1. Outline to the German FDI Regime

The German Ministry for the Economy and Energy (Bundesministerium für Wirtschaft und Energie, BMWi) may review whether a transaction for acquisition of more than 25 % of the shares in a company situated in Germany by an acquirer from outside the European Union may endanger public order or security (so-called cross-sector review). The AWG, enacted by Parliament, sets the basic rules, the AWV, enacted by the Federal Government, provides for the details.

Such danger may occur “in particular” if the target company engages in a number of sensitive industries defined in the AWV. These sensitive activities include, among others, operation of critical infrastructures, development or modification of software for such infrastructure operation, some activities in relation to telecommunications surveillance and cloud computing, broadcasting, tele-media and printing of up-to-date news to a large audience and various activities in the health sector (§ 55 of the AWV). If the target engages in such activities, a review may be performed if only 10 % of the shares in the target are to be acquired, and the acquirer is obliged to give notice to the BMWi that a transaction agreement, i.e. an agreement for purchasing or otherwise acquiring assets or shares of a sensitive target, has been concluded. – Acquirers from Member States of the European Free Trade Association are exempted from the review, like acquirers from the EU.

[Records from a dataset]

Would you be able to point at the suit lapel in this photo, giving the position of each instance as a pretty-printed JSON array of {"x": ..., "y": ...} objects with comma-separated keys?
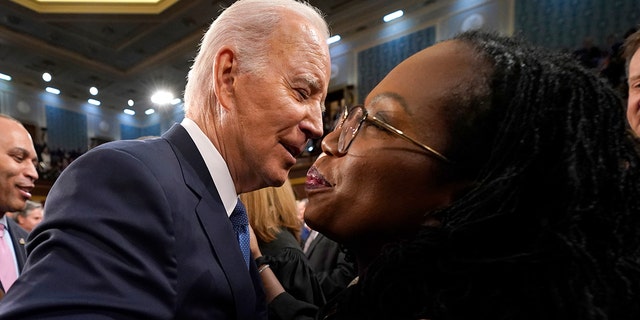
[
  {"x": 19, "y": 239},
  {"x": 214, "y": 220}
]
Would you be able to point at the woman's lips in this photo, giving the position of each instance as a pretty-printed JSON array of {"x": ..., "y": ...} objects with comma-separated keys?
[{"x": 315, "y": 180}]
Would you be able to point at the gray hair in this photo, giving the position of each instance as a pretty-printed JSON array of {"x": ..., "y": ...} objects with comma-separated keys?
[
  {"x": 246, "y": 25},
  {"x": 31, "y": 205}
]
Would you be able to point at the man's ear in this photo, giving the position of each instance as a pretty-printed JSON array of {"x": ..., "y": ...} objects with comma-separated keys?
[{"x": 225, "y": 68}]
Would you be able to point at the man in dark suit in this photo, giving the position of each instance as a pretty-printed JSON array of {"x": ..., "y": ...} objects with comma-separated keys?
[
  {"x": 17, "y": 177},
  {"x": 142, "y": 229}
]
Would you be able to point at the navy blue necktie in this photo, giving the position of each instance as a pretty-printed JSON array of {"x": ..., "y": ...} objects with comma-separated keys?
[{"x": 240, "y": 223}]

Set tasks -
A: From the passage on the German FDI regime, repeat word for word the stretch starting with "The German Ministry" and going on through "for the details.".
B: Using the passage on the German FDI regime, decide whether each statement agrees with it: (i) The AWV is enacted by Parliament. (ii) If the target engages in the listed sensitive activities, a review may be performed when only 10 % of the shares are to be acquired. (iii) Acquirers from Member States of the European Free Trade Association are exempted from the review. Answer yes or no for each, quoting the words that decide it.
C: Resume the passage on the German FDI regime, writing on from the point where it stops.

Solved tasks -
A:
The German Ministry for the Economy and Energy (Bundesministerium für Wirtschaft und Energie, BMWi) may review whether a transaction for acquisition of more than 25 % of the shares in a company situated in Germany by an acquirer from outside the European Union may endanger public order or security (so-called cross-sector review). The AWG, enacted by Parliament, sets the basic rules, the AWV, enacted by the Federal Government, provides for the details.

B:
(i) No: "The AWG, enacted by Parliament, sets the basic rules, the AWV, enacted by the Federal Government, provides for the details."
(ii) Yes: "a review may be performed if only 10 % of the shares in the target are to be acquired"
(iii) Yes: "Acquirers from Member States of the European Free Trade Association are exempted from the review, like acquirers from the EU."

C:
Any foreign acquirer of a company or 10 % or more of the shares in a company which develops or manufactures weapons of war or engages in specific activities related to defense and IT security for classified objects has to notify a proposed acquisition to the BMWi before closing a transaction agreement (§ 60 of the AWV, so-called sector-specific review). The BMWi may block the transaction or impose obligations in order to safeguard essential security interests of the Federal Republic of Germany.

2. Amendments to the Foreign Trade and Payments Act

Substantive Test

The Act aims at aligning the German regime for FDI screening to the EU Regulation 2019/452. The substantive test for blocking an acquisition or imposing obligations in the cross-sector review may now be whether that transaction is likely to affect public order or security of the Federal Republic of Germany or of other Member States of the European Union. Formerly, the standard was a danger for the public order or security of the Federal Republic of Germany (only); an actual and sufficiently serious danger affecting a fundamental interest of society was required for blocking a transaction or imposing obligations. – It is still for Federal Government to implement this change to the substantive test into the AWV.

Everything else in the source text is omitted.